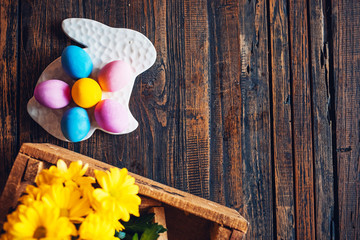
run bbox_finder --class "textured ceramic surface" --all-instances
[27,18,157,141]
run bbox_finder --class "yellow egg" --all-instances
[71,78,102,108]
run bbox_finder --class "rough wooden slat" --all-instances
[332,0,360,238]
[125,0,181,191]
[230,230,245,240]
[139,196,162,211]
[0,154,28,225]
[288,0,316,239]
[0,0,18,194]
[208,0,240,207]
[210,224,232,240]
[209,0,272,238]
[238,0,272,239]
[23,158,47,182]
[269,0,295,239]
[18,143,249,233]
[182,0,210,198]
[308,0,335,239]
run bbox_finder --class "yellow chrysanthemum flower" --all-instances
[36,160,95,189]
[41,183,92,223]
[92,168,141,222]
[78,213,118,240]
[4,201,76,240]
[19,184,51,206]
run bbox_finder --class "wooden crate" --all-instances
[0,143,249,240]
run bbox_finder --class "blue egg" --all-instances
[61,45,93,79]
[61,107,90,142]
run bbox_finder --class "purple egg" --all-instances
[94,99,129,133]
[34,80,71,109]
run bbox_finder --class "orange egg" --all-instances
[71,78,102,108]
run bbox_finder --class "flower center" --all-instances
[33,226,47,239]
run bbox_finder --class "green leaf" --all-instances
[132,233,139,240]
[122,214,155,233]
[140,224,167,240]
[120,213,167,240]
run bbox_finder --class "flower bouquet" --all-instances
[0,160,166,240]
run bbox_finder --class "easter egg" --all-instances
[71,78,102,108]
[98,60,133,92]
[61,45,93,79]
[34,80,71,109]
[61,107,90,142]
[94,99,129,133]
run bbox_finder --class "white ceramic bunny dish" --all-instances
[27,18,157,142]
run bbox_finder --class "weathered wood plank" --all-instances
[0,0,18,194]
[308,0,335,239]
[332,0,360,239]
[125,0,174,186]
[208,0,241,207]
[0,154,28,224]
[230,230,246,240]
[269,0,295,239]
[210,224,232,240]
[288,0,316,239]
[238,0,272,239]
[182,0,210,198]
[209,0,272,239]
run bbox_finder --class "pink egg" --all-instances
[94,99,129,133]
[34,80,71,109]
[98,60,133,92]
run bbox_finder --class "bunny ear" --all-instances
[62,18,107,47]
[61,18,157,75]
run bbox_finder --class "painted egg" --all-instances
[98,60,133,92]
[61,107,90,142]
[61,45,93,79]
[94,99,129,133]
[34,80,71,109]
[71,78,102,108]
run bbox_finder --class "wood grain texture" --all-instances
[332,0,360,238]
[210,224,232,240]
[269,0,295,239]
[209,0,272,239]
[308,0,335,239]
[0,0,18,194]
[182,0,210,198]
[208,0,241,208]
[0,154,28,223]
[238,0,272,239]
[0,0,359,238]
[288,0,316,239]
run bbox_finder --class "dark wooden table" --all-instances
[0,0,359,239]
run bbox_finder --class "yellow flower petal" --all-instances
[79,213,119,240]
[92,168,141,223]
[4,201,76,239]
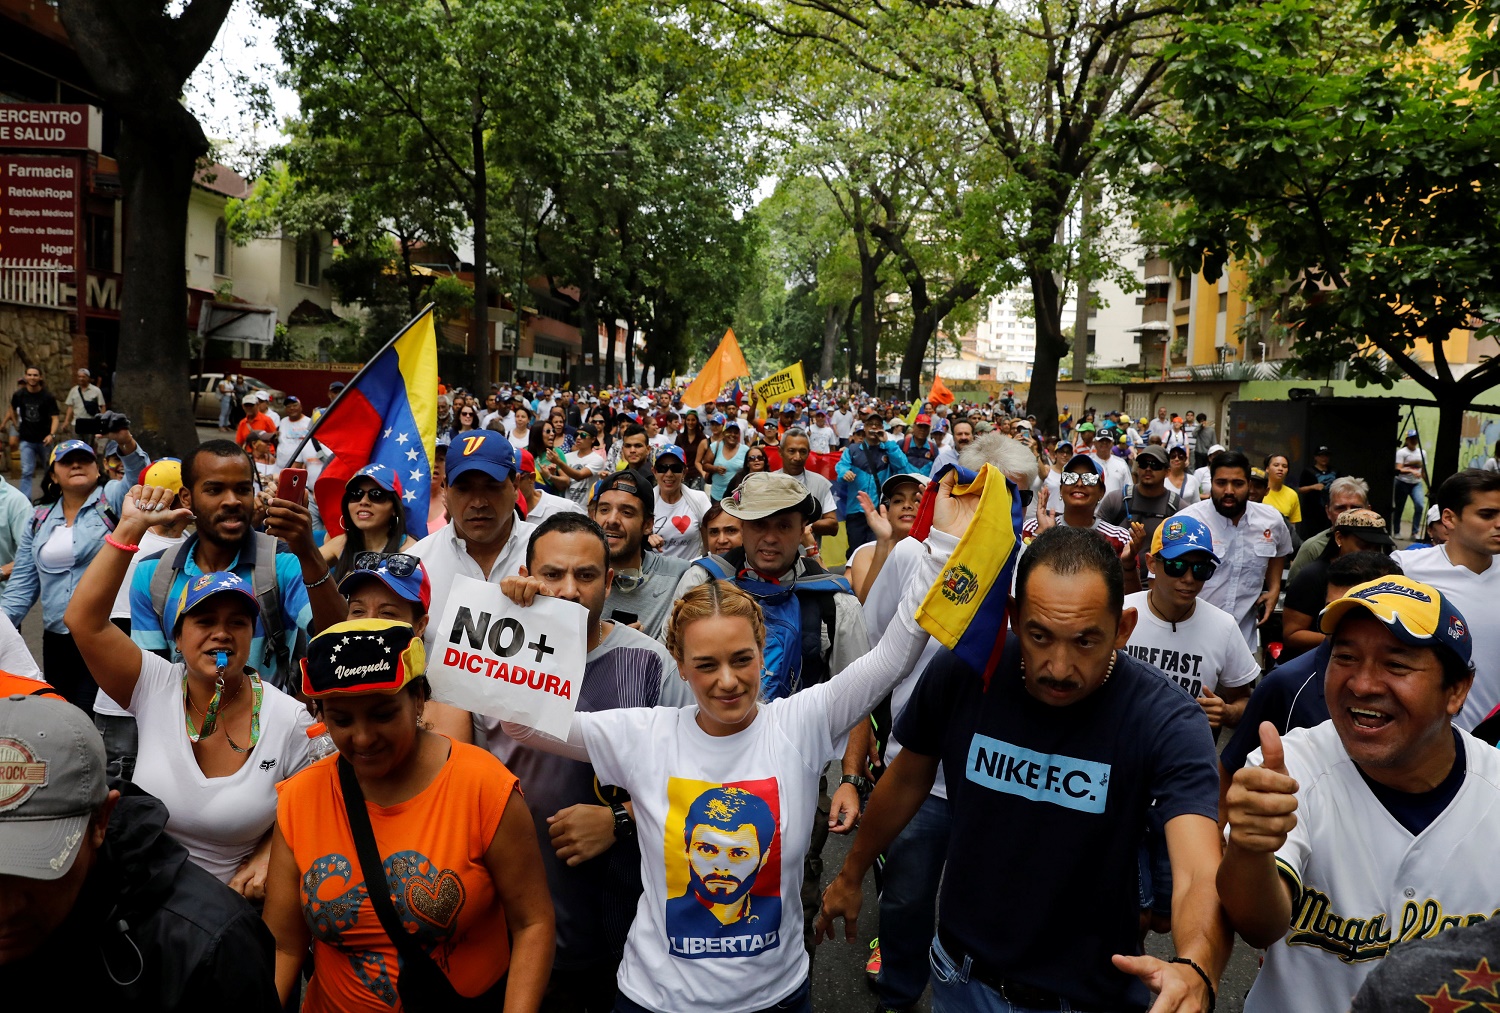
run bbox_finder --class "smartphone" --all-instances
****
EXERCISE PROMPT:
Please retype the data exactly, but do not carry over any picture.

YOUR RESPONSE:
run bbox_finder --class "textured ceramic surface" --all-instances
[27,18,157,141]
run bbox_finder --class "yellow egg" --all-instances
[71,78,102,108]
run bbox_finder --class "rough wooden slat" --all-instances
[332,0,360,238]
[125,0,181,191]
[230,230,245,240]
[139,196,162,211]
[0,154,28,225]
[288,0,316,239]
[0,0,18,194]
[208,0,240,207]
[210,224,232,240]
[209,0,272,238]
[238,0,272,239]
[23,158,47,182]
[269,0,295,239]
[18,143,249,233]
[182,0,210,198]
[308,0,335,239]
run bbox_finder --class "yellow chrysanthemum flower" --all-instances
[36,160,95,189]
[41,183,92,223]
[92,168,141,222]
[78,213,118,240]
[4,201,76,240]
[19,184,51,206]
run bbox_finder --class "wooden crate" --all-instances
[0,143,249,240]
run bbox_finder --class "blue egg" --all-instances
[61,45,93,79]
[61,107,90,142]
run bbox_finder --class "purple egg" --all-instances
[94,99,129,133]
[34,80,71,109]
run bbox_finder --class "orange egg" --all-instances
[71,78,102,108]
run bbox_finder --class "flower center" --all-instances
[33,226,47,239]
run bbox_finder --class "green leaf" --all-instances
[132,233,139,240]
[122,214,155,233]
[140,224,167,240]
[120,213,167,240]
run bbox_finder --class "flower bouquet" --all-instances
[0,160,166,240]
run bbox_finder --class "easter egg" --all-instances
[71,78,102,108]
[98,60,133,92]
[61,45,93,79]
[34,80,71,109]
[61,107,90,142]
[94,99,129,133]
run bbox_finder --class "white ceramic bunny dish" --all-instances
[27,18,157,142]
run bbox_finder --class "weathered wood plank" --all-instances
[0,0,18,194]
[308,0,335,239]
[332,0,360,239]
[125,0,174,186]
[208,0,241,207]
[0,154,28,224]
[230,230,246,240]
[269,0,295,239]
[210,224,232,240]
[288,0,316,239]
[238,0,272,239]
[182,0,210,198]
[209,0,272,239]
run bbox_finder --class "pink egg" --all-instances
[94,99,129,133]
[34,80,71,109]
[98,60,133,92]
run bbox_finder --class "bunny ear" --all-instances
[62,18,107,47]
[61,18,157,75]
run bbox_finder --class "painted egg" --all-instances
[98,60,133,92]
[61,107,90,142]
[61,45,93,79]
[94,99,129,133]
[34,80,71,109]
[71,78,102,108]
run bbox_finder --class "wood grain texture" --all-instances
[332,0,360,238]
[210,224,232,240]
[269,0,295,239]
[209,0,272,239]
[308,0,335,239]
[0,0,18,194]
[182,0,210,198]
[208,0,241,208]
[0,154,28,223]
[238,0,272,239]
[0,0,359,238]
[288,0,316,239]
run bbox_finder --class "dark wooden table" --all-instances
[0,0,359,239]
run bbox_finder --class "yellow flower petal" --all-instances
[79,213,119,240]
[92,168,141,223]
[4,201,76,239]
run bbox_finder --class "smartphone" --all-instances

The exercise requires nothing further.